§ Document text
***

In November 2019, a student told Human Rights Watch that his family was spending 70 to 80 percent of their income on food, and a pensioner said her family was spending almost all their income on food. People interviewed said they spend several hours a day waiting in lines for subsidized food, and that the lines and unpredictability of food supply caused great stress.
Turkmenistan’s domestic food production only meets around 40 percent of national demand, the rest is imported. About 80 percent of imports come from Iran. Declining hydrocarbon income since 2014 and several poor harvests have constrained Turkmenistan’s food supplies. In early 2020, the supply of subsidized food began to falter to an even greater degree, in part due to the border closure with Iran.
At the same time, the global economic downturn threw many Turkmen out of work and slashed the foreign remittance incomes upon which many Turkmen families survived, and Covid-19 travel restrictions prevented people from traveling abroad for work. Meanwhile, prices in free market shops and bazaars skyrocketed. As a result, people in Turkmenistan faced even more uncertain, demeaning, and sometimes insurmountable obstacles to obtaining adequate food, Human Rights Watch and TIHR found.
The authorities strive to paint a rosy picture of living standards, claiming that the country is living in an “era of greatness and happiness” and frequently showing fully stocked, orderly shops in state media. Police break up lines outside shops and force shoppers to wait by back doors, away from the street, where they would be visible. At the same time, the government indirectly recognized the food crisis, creating a commission in late March to support local producers and keep prices stable though price controls. But prices continued to rise through the summer.

***

§ Given information
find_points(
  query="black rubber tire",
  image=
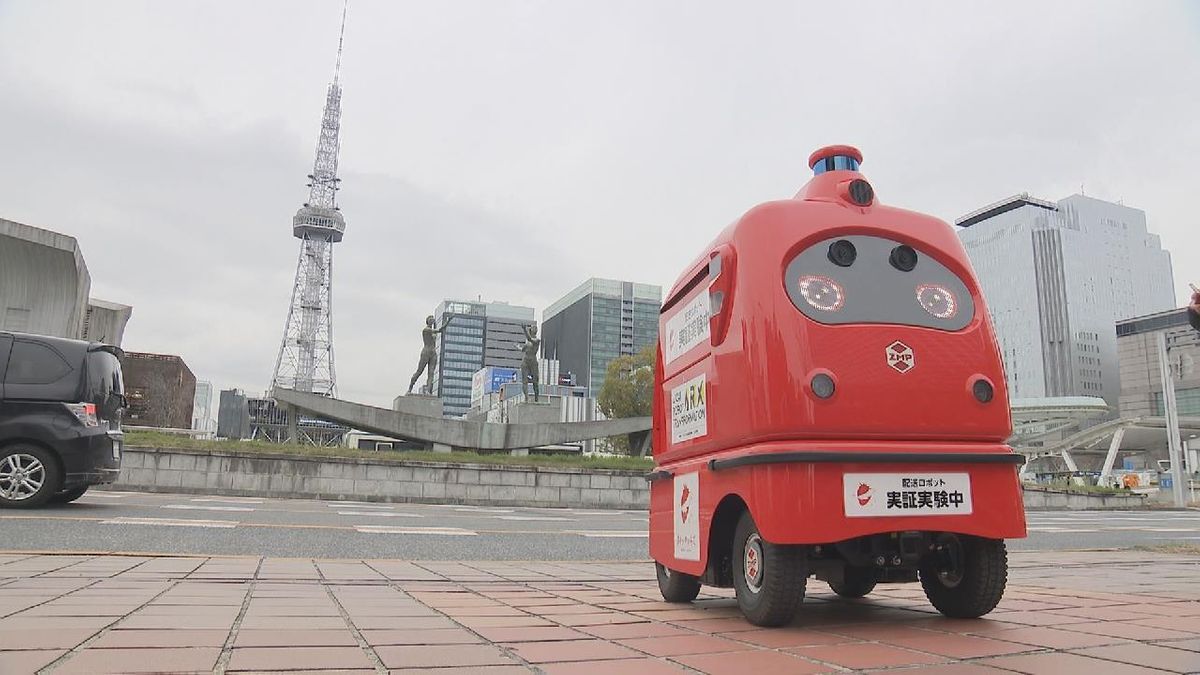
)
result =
(982, 585)
(783, 578)
(857, 581)
(677, 586)
(53, 477)
(69, 495)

***

§ Complete the following
(a) In the Turkmenistan food text, roughly what share of national demand does the country's domestic food production meet?
(b) Repeat the passage from the Turkmenistan food text word for word, starting with "At the same time, the global" and going on through "and TIHR found.".

§ Task answers
(a) Around 40 percent.

(b)
At the same time, the global economic downturn threw many Turkmen out of work and slashed the foreign remittance incomes upon which many Turkmen families survived, and Covid-19 travel restrictions prevented people from traveling abroad for work. Meanwhile, prices in free market shops and bazaars skyrocketed. As a result, people in Turkmenistan faced even more uncertain, demeaning, and sometimes insurmountable obstacles to obtaining adequate food, Human Rights Watch and TIHR found.